* [What the task requires] Output all entries verbatim, dropping pictures.
########################################
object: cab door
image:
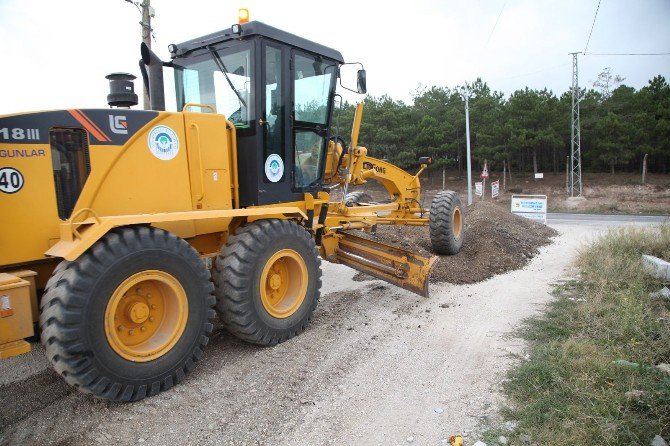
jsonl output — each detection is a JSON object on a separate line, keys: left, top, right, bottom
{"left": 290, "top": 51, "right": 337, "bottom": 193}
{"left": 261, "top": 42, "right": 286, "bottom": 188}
########################################
* [Exercise solution]
object: cab door
image:
jsonl output — each detection is a JSON object on a separate line, keys: left, top, right, bottom
{"left": 290, "top": 51, "right": 337, "bottom": 193}
{"left": 261, "top": 42, "right": 286, "bottom": 188}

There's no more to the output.